SET EXERCISE
The records below should be written out again, exactly.
◆ ◆ ◆ ◆
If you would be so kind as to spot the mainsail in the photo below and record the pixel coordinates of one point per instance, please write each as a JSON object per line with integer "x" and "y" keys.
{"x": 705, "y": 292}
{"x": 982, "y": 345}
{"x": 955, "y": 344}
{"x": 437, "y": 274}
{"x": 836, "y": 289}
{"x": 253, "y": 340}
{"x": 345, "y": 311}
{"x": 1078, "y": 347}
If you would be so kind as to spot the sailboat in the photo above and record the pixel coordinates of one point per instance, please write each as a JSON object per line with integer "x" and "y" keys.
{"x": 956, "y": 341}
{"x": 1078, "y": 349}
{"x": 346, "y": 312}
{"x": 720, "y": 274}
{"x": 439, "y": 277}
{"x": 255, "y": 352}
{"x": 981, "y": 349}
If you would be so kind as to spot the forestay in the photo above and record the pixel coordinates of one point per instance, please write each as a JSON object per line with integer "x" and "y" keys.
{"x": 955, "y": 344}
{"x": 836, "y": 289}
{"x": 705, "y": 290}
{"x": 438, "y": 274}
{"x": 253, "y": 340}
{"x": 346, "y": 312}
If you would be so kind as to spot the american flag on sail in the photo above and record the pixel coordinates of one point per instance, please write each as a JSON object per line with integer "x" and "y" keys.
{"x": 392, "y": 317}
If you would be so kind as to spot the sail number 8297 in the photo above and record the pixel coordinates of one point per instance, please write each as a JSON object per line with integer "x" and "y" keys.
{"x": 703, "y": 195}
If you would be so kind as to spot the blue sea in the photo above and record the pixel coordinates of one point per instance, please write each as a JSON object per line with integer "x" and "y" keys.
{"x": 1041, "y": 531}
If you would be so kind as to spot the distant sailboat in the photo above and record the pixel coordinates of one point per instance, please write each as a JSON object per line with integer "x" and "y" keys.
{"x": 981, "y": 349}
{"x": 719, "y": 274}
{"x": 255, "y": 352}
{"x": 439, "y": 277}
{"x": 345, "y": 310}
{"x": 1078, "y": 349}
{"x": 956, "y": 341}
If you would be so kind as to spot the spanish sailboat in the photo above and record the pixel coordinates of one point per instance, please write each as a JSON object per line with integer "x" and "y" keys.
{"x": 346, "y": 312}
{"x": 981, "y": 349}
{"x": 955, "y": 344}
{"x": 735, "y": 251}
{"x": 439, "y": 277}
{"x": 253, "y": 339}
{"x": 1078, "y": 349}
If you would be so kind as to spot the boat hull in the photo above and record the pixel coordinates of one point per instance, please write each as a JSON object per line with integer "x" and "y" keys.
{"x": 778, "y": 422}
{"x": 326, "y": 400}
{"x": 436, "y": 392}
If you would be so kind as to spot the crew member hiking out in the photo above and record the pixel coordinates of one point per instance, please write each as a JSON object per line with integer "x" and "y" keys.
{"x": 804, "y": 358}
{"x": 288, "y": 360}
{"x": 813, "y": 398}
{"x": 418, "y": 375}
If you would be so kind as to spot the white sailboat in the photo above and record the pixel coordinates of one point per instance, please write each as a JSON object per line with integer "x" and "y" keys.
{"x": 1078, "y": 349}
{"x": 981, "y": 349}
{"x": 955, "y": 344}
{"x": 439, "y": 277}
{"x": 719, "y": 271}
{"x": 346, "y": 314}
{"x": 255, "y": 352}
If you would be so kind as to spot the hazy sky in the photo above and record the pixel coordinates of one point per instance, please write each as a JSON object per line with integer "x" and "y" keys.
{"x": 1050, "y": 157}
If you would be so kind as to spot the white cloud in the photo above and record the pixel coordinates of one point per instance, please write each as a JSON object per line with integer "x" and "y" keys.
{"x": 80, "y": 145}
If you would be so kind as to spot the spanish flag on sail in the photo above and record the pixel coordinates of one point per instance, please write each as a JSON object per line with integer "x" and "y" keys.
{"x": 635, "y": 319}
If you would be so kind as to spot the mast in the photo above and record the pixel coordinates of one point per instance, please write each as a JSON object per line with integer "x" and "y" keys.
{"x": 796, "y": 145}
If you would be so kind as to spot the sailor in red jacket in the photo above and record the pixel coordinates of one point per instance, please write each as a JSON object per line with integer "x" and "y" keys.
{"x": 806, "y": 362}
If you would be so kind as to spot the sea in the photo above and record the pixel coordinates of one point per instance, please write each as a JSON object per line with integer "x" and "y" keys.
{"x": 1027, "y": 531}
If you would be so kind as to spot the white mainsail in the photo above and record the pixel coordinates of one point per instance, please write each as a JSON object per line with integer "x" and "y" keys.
◆ ◆ ◆ ◆
FULL RESPONSE
If you would be so kind as to spot the mainsail in the photo below and record the pixel coordinates of one point per instance, please write each as a JSON object per line with integer "x" and "y" keys.
{"x": 705, "y": 292}
{"x": 982, "y": 345}
{"x": 955, "y": 344}
{"x": 437, "y": 274}
{"x": 836, "y": 289}
{"x": 253, "y": 340}
{"x": 345, "y": 311}
{"x": 1078, "y": 347}
If you would be so kind as to spot the sailboat in the photo above and record the pixel coordinates of one point per instance, please write each as a JSON object per line with integer "x" and "y" keys.
{"x": 956, "y": 341}
{"x": 1078, "y": 349}
{"x": 346, "y": 312}
{"x": 720, "y": 274}
{"x": 439, "y": 277}
{"x": 255, "y": 352}
{"x": 981, "y": 349}
If you would be so kind as to spot the forestay in the photo above and record the pixel coordinates of one point per instance, please write each as a JSON object per line with integer "x" and "y" keys.
{"x": 955, "y": 344}
{"x": 836, "y": 289}
{"x": 705, "y": 290}
{"x": 438, "y": 274}
{"x": 253, "y": 340}
{"x": 346, "y": 312}
If you would be so kind as to spot the american flag on sail in the photo above and record the pixel coordinates of one point per instance, please write each as a JSON object per line with integer "x" and "y" keys.
{"x": 392, "y": 317}
If you would be so kind as to spot the sail number 8297 in the photo above and record the pixel coordinates of one point per instance, please write each as a JSON object per line with integer "x" and "y" keys.
{"x": 703, "y": 195}
If you would be so kind as to spot the blue sea in the photo above and record the pixel coordinates of one point per instance, please write each as a JSON object per line with integer "x" and "y" keys.
{"x": 1041, "y": 531}
If you would be so kind as to spot the distant sailboat in the photo above and record the pixel coordinates of one point per instance, please write each as a JSON object per line with integer "x" and "y" keys.
{"x": 981, "y": 349}
{"x": 719, "y": 274}
{"x": 255, "y": 352}
{"x": 439, "y": 277}
{"x": 345, "y": 310}
{"x": 1078, "y": 349}
{"x": 956, "y": 341}
If you would be so kind as to spot the spanish sailboat in the photo above and record the pixel coordinates of one point per instance, please write each as a JSON object per line with integer "x" and "y" keys.
{"x": 346, "y": 312}
{"x": 981, "y": 349}
{"x": 955, "y": 344}
{"x": 735, "y": 251}
{"x": 439, "y": 277}
{"x": 253, "y": 339}
{"x": 1078, "y": 349}
If you would be so kind as to spot the boat hull in the photo above and record the pixel coordinates of one point per instance, please write each as a JSON object per line with integer "x" and "y" keys.
{"x": 778, "y": 422}
{"x": 326, "y": 400}
{"x": 436, "y": 392}
If you would be so kind as to spot the crew member hiking out in the photo above and record the pixel coordinates of one point per instance, please write each as a JSON object per line with integer "x" and "y" keys.
{"x": 804, "y": 358}
{"x": 288, "y": 360}
{"x": 813, "y": 398}
{"x": 418, "y": 375}
If you would be so kind as to spot the white sailboat in the photo above and record the pixel coordinates of one point per instance, please write each as a JSON object per line with integer "x" and "y" keys.
{"x": 1078, "y": 349}
{"x": 981, "y": 349}
{"x": 955, "y": 344}
{"x": 439, "y": 277}
{"x": 719, "y": 271}
{"x": 346, "y": 314}
{"x": 255, "y": 352}
If you would be so kind as to spot the hazy sky in the photo above and record the pixel coordinates of one point per instance, please write each as a JSON object per line with integer "x" and "y" keys.
{"x": 1050, "y": 157}
If you would be so kind as to spot the white cloud in the photo above and record the pixel coordinates of one point per instance, please write each as a JSON object per line with integer "x" and "y" keys.
{"x": 80, "y": 145}
If you would be so kind as to spot the spanish flag on sail in the photo above and record the pixel coordinates of one point per instance, please write each as a JSON object per line with integer "x" and "y" keys.
{"x": 635, "y": 319}
If you would be so kind as to spot the mast in the photo above and record the pixel coordinates of one point per instance, please write each as a JSON object per line with integer "x" and "y" keys.
{"x": 796, "y": 145}
If you would be so kind as to spot the sailor in red jacket in the photo above and record the pixel coordinates of one point per instance, please write each as a JSON object per line with integer "x" and "y" keys.
{"x": 806, "y": 362}
If you would be so kind as to spot the sea in the photo above and record the pixel coordinates of one point per instance, please write each as a JSON object per line with integer "x" and "y" keys.
{"x": 1027, "y": 531}
If you would be so kind as to spot the white mainsail in the photo above and record the pixel coordinates of one point per instance, please write each as a JSON object per line with integer "x" and "y" keys.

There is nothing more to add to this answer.